= Exercise aim =
Please rewrite the items in the stretch from the line containing "In this photo, where can the scarf" through the last item, replacing "spectator" with "onlooker" and changing nothing else.
**********
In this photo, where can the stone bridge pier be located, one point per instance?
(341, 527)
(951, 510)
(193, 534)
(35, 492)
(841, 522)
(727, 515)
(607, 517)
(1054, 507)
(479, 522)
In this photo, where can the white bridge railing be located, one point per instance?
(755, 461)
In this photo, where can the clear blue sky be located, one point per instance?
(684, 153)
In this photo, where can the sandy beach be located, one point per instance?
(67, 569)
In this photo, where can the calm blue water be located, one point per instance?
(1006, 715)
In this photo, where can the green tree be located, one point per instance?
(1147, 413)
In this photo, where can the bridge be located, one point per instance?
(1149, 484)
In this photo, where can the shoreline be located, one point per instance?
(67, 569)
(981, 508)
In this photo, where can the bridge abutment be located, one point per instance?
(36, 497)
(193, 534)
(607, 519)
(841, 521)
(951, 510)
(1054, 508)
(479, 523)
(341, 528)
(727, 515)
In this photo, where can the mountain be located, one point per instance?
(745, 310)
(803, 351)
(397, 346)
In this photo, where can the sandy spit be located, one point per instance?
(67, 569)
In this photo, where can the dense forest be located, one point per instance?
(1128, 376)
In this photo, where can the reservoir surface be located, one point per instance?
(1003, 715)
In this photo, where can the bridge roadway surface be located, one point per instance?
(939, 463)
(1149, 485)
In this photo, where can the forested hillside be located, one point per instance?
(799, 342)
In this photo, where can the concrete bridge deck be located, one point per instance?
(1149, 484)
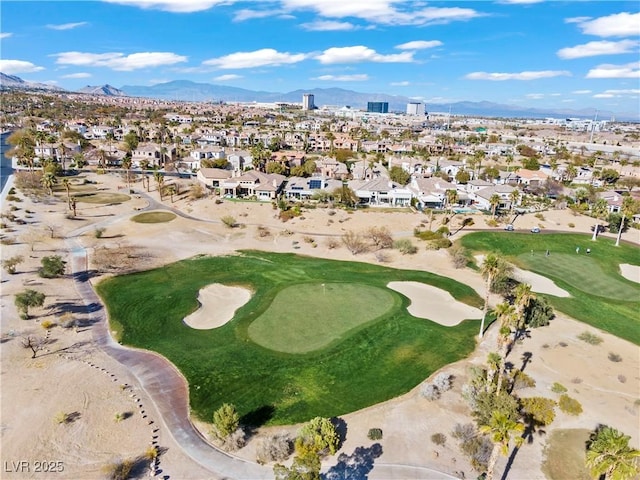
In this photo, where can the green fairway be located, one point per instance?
(153, 217)
(373, 351)
(306, 317)
(600, 296)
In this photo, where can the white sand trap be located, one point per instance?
(539, 283)
(218, 305)
(434, 303)
(630, 272)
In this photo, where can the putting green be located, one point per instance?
(307, 317)
(584, 273)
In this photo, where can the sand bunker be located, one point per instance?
(218, 305)
(630, 272)
(434, 303)
(539, 283)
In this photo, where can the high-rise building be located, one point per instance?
(307, 102)
(415, 108)
(378, 107)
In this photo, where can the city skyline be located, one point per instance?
(522, 52)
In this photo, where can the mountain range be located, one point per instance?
(185, 90)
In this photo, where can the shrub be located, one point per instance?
(590, 338)
(229, 221)
(274, 448)
(569, 405)
(405, 246)
(225, 420)
(430, 392)
(442, 381)
(439, 439)
(614, 357)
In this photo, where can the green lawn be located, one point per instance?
(306, 317)
(600, 296)
(358, 361)
(153, 217)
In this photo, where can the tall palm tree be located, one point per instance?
(501, 429)
(629, 208)
(609, 455)
(492, 267)
(507, 317)
(599, 210)
(494, 201)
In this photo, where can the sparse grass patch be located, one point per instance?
(590, 338)
(153, 217)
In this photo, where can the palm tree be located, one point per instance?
(629, 208)
(500, 429)
(598, 210)
(494, 201)
(492, 267)
(609, 455)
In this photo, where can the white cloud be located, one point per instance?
(258, 58)
(328, 26)
(175, 6)
(226, 78)
(67, 26)
(361, 54)
(517, 76)
(617, 25)
(343, 78)
(630, 70)
(419, 45)
(383, 11)
(77, 75)
(11, 67)
(603, 47)
(119, 61)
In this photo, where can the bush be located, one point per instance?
(430, 392)
(405, 246)
(229, 221)
(614, 357)
(569, 405)
(274, 448)
(590, 338)
(439, 439)
(442, 381)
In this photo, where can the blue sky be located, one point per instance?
(573, 54)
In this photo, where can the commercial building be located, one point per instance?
(378, 107)
(307, 102)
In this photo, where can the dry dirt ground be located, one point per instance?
(72, 377)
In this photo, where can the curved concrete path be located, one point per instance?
(165, 386)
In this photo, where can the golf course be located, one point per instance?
(318, 337)
(599, 294)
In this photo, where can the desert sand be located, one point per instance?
(74, 377)
(218, 305)
(434, 303)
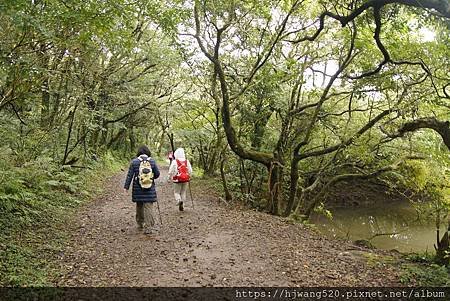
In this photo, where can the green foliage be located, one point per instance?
(36, 197)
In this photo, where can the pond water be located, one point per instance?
(399, 219)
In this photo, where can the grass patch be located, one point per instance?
(35, 204)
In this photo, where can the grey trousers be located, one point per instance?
(179, 190)
(145, 217)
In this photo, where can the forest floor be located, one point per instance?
(211, 245)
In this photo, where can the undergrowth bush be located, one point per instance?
(35, 197)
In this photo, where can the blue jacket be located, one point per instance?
(140, 194)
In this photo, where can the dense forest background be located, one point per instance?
(280, 101)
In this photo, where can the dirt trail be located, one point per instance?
(209, 246)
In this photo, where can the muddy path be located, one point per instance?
(212, 245)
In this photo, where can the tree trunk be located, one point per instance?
(228, 195)
(293, 187)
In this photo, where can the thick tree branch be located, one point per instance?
(441, 127)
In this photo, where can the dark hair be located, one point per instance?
(144, 150)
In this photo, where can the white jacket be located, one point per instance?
(179, 155)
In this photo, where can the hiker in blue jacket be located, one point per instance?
(143, 193)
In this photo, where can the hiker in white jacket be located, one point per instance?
(180, 171)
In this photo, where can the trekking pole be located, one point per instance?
(190, 192)
(159, 211)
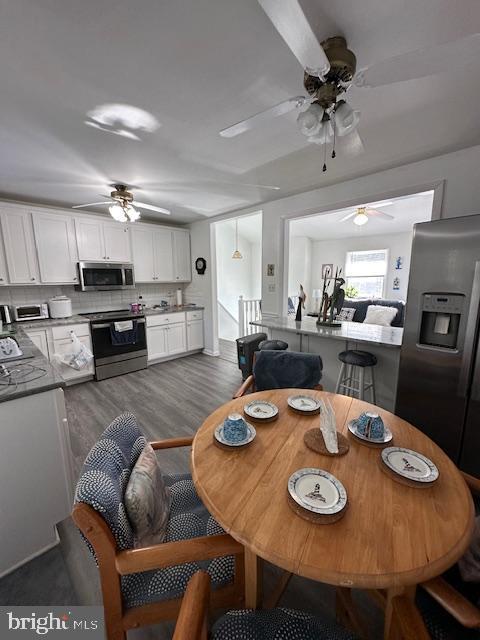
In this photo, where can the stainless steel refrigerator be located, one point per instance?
(439, 379)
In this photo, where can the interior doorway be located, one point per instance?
(238, 243)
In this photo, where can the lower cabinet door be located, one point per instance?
(39, 339)
(176, 338)
(195, 334)
(157, 342)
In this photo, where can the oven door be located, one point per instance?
(106, 352)
(102, 276)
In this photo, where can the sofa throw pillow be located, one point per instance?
(345, 314)
(377, 314)
(147, 500)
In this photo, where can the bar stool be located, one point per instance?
(347, 382)
(273, 345)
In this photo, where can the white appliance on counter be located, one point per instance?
(60, 307)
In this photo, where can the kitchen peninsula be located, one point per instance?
(328, 342)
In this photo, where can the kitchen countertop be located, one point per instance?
(349, 331)
(50, 378)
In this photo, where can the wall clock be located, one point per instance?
(200, 265)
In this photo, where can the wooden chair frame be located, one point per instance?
(114, 563)
(248, 385)
(192, 622)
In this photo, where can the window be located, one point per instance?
(366, 271)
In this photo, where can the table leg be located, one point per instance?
(253, 580)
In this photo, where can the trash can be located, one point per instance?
(246, 347)
(273, 345)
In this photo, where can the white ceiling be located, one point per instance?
(327, 226)
(199, 66)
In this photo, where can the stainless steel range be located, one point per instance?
(119, 342)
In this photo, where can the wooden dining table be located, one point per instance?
(392, 536)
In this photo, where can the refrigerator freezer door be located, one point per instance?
(434, 381)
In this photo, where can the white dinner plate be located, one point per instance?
(305, 404)
(387, 434)
(317, 491)
(261, 410)
(251, 433)
(410, 464)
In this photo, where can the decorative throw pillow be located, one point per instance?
(376, 314)
(346, 314)
(147, 500)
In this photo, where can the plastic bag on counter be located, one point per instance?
(78, 357)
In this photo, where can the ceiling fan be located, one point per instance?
(330, 68)
(364, 212)
(122, 205)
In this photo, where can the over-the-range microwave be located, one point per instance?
(105, 276)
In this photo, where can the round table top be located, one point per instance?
(391, 534)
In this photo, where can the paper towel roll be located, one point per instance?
(179, 298)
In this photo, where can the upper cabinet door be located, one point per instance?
(117, 242)
(163, 252)
(55, 240)
(19, 246)
(90, 242)
(181, 253)
(143, 262)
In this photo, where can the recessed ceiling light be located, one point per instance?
(123, 120)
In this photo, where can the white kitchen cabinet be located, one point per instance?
(195, 334)
(39, 339)
(99, 241)
(181, 255)
(56, 248)
(19, 243)
(152, 254)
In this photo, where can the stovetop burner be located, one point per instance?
(119, 314)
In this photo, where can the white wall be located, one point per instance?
(335, 252)
(456, 174)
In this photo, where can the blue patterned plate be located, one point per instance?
(218, 434)
(317, 491)
(410, 464)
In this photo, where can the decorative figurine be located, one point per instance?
(302, 296)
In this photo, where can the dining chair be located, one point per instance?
(143, 586)
(248, 624)
(450, 606)
(283, 370)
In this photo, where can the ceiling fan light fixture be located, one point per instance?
(360, 219)
(346, 118)
(310, 121)
(117, 212)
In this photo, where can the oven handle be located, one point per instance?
(106, 325)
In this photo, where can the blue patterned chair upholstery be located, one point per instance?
(275, 624)
(102, 486)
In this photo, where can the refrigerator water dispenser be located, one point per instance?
(441, 314)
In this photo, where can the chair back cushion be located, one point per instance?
(285, 369)
(106, 472)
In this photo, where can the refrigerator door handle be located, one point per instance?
(470, 335)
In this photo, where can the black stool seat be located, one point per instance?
(273, 345)
(357, 358)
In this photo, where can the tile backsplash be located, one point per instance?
(89, 301)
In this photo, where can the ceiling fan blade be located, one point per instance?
(254, 121)
(450, 56)
(291, 23)
(375, 213)
(150, 207)
(90, 204)
(349, 215)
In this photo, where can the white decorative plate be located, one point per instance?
(306, 404)
(317, 491)
(261, 410)
(387, 435)
(410, 464)
(251, 433)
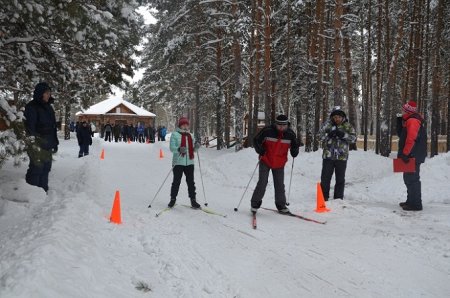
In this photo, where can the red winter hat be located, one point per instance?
(182, 121)
(410, 107)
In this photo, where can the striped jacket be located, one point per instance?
(273, 146)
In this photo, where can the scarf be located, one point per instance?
(184, 136)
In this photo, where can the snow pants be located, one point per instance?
(414, 187)
(84, 150)
(108, 136)
(260, 190)
(177, 175)
(39, 168)
(329, 167)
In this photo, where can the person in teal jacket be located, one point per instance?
(182, 147)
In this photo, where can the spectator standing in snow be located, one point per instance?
(272, 144)
(93, 128)
(108, 131)
(84, 138)
(41, 124)
(140, 132)
(182, 147)
(336, 135)
(163, 133)
(412, 144)
(117, 130)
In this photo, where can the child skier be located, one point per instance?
(336, 134)
(182, 147)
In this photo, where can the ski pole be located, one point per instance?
**********
= Response to the exercise =
In this photo, where can the scarf be located, one point per instance?
(184, 136)
In this photo, where can the snow pants be located, one point per instance?
(414, 187)
(84, 150)
(108, 136)
(260, 190)
(177, 175)
(39, 168)
(329, 167)
In this photo, where can the person in teal jacket be located, one point per instance?
(182, 147)
In this photo, where can the onlooker standing in snow be located, one point per instance?
(272, 144)
(93, 128)
(108, 131)
(84, 138)
(41, 124)
(140, 132)
(182, 147)
(336, 135)
(163, 133)
(412, 144)
(117, 130)
In this photo, where can the child skier be located, one point per instance?
(336, 134)
(182, 147)
In this photo, where can the ski pole be located, one point per instance?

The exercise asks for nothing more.